◆ What you should do ◆
Return verbatim the run of lines that opens with the line holding "A point falls on each instance of the pinstriped" and closes with the last line of the records.

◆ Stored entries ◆

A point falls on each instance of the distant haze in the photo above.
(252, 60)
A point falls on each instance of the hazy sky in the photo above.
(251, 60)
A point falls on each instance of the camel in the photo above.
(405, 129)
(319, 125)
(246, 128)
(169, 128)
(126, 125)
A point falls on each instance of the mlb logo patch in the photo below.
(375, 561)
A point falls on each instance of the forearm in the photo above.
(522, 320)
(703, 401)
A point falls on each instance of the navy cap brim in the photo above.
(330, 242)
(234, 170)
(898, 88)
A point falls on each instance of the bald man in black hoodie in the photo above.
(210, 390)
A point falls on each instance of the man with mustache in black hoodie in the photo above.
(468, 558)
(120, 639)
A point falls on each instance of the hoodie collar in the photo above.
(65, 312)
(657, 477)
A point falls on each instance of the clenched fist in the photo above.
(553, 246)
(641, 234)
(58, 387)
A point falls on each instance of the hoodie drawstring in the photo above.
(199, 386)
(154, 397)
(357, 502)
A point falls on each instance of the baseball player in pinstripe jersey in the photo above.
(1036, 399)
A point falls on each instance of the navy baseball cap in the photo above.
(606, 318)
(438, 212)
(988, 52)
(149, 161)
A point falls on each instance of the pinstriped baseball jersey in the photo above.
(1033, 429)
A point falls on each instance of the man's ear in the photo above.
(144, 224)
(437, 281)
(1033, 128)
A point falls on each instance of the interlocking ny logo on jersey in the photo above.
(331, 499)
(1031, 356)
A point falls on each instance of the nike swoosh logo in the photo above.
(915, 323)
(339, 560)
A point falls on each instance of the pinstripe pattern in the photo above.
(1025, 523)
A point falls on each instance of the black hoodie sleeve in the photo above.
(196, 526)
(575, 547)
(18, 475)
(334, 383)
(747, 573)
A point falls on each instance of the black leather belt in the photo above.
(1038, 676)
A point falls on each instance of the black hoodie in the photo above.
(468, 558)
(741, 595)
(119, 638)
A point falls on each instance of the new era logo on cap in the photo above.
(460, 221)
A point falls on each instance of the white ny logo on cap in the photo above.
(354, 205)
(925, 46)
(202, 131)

◆ Result of the exercise ◆
A point falls on each instance of the pinstriped baseball jersey in the photo above.
(1033, 429)
A point falls on each instance of the man's ear in the photo above.
(144, 224)
(437, 281)
(1033, 128)
A point falls on each instance of the interlocking ny logo on jersey in the photo above.
(331, 499)
(1031, 356)
A point falls on each instance of the nike swoosh logo in the photo above.
(915, 323)
(339, 560)
A point falls on each instance of the pinstripe pattern in the photo above.
(1025, 523)
A point falls on each instance of the black hoodie sleeve in the photo above.
(196, 526)
(575, 547)
(18, 475)
(334, 383)
(747, 573)
A point falls on each instance of the black leather belt in the photo above.
(1038, 676)
A point falls on each instance of the black hoodie in the photo above.
(468, 558)
(741, 595)
(119, 638)
A point falls on each instance of the new era logo on cap in the photo above.
(460, 221)
A point falls on each instance of the white ny logo on cap in the photo above.
(354, 205)
(925, 46)
(202, 131)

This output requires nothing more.